• [The records]:

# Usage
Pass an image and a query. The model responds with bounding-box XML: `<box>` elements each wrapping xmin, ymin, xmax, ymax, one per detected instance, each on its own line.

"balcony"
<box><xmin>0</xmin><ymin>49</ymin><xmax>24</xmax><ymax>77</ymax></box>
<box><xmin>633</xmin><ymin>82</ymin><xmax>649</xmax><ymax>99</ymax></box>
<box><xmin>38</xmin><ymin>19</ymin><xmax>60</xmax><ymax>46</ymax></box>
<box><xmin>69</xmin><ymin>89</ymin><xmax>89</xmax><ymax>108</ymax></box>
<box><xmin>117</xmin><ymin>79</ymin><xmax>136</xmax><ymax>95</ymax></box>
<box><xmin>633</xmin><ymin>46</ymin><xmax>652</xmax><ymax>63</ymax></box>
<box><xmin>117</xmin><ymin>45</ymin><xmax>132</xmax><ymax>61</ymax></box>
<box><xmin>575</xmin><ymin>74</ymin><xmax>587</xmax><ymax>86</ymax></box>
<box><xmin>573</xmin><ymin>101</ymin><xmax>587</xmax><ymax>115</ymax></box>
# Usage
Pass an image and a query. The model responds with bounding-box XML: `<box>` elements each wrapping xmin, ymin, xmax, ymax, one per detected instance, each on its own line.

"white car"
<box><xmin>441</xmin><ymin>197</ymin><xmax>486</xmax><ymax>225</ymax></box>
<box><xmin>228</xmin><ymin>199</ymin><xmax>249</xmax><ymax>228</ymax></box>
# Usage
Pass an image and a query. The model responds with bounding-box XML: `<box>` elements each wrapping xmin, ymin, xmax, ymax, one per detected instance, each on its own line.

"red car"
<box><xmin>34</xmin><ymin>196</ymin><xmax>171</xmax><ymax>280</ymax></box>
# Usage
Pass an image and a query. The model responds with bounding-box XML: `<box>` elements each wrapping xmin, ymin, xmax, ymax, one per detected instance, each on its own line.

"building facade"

• [Work to do]: Rewrite the listing above, changing every "query" to "prompt" and leaving everything else as it is.

• [Task response]:
# Usage
Pass an image and a prompt. The model responds with bounding-box XML: `<box>` elements each wrapping xmin, ymin, xmax, ymax, one per detected instance, each on its own line.

"balcony"
<box><xmin>0</xmin><ymin>49</ymin><xmax>24</xmax><ymax>77</ymax></box>
<box><xmin>633</xmin><ymin>82</ymin><xmax>649</xmax><ymax>99</ymax></box>
<box><xmin>38</xmin><ymin>19</ymin><xmax>60</xmax><ymax>46</ymax></box>
<box><xmin>69</xmin><ymin>89</ymin><xmax>89</xmax><ymax>108</ymax></box>
<box><xmin>117</xmin><ymin>79</ymin><xmax>136</xmax><ymax>95</ymax></box>
<box><xmin>633</xmin><ymin>46</ymin><xmax>652</xmax><ymax>63</ymax></box>
<box><xmin>117</xmin><ymin>45</ymin><xmax>132</xmax><ymax>61</ymax></box>
<box><xmin>575</xmin><ymin>74</ymin><xmax>587</xmax><ymax>86</ymax></box>
<box><xmin>573</xmin><ymin>101</ymin><xmax>587</xmax><ymax>115</ymax></box>
# Usage
Pass an image and a prompt. The model responds with bounding-box XML: `<box>` elements each wrapping xmin, ymin, xmax, ymax, one per detected instance, each on its own line.

"white car"
<box><xmin>441</xmin><ymin>197</ymin><xmax>486</xmax><ymax>225</ymax></box>
<box><xmin>228</xmin><ymin>199</ymin><xmax>249</xmax><ymax>228</ymax></box>
# Usage
Pass an image and a prompt. The model responds with bounding-box XML: `<box>` elements each wrapping xmin, ymin, xmax, ymax, one per detected instance, each on its own line.

"red car"
<box><xmin>34</xmin><ymin>196</ymin><xmax>171</xmax><ymax>280</ymax></box>
# Usage
Pass an image and a prompt. The model responds with bounding-box XML: `<box>` elements each wrapping xmin, ymin, xmax, ymax, one per detected instance, each on its own line.

"building facade"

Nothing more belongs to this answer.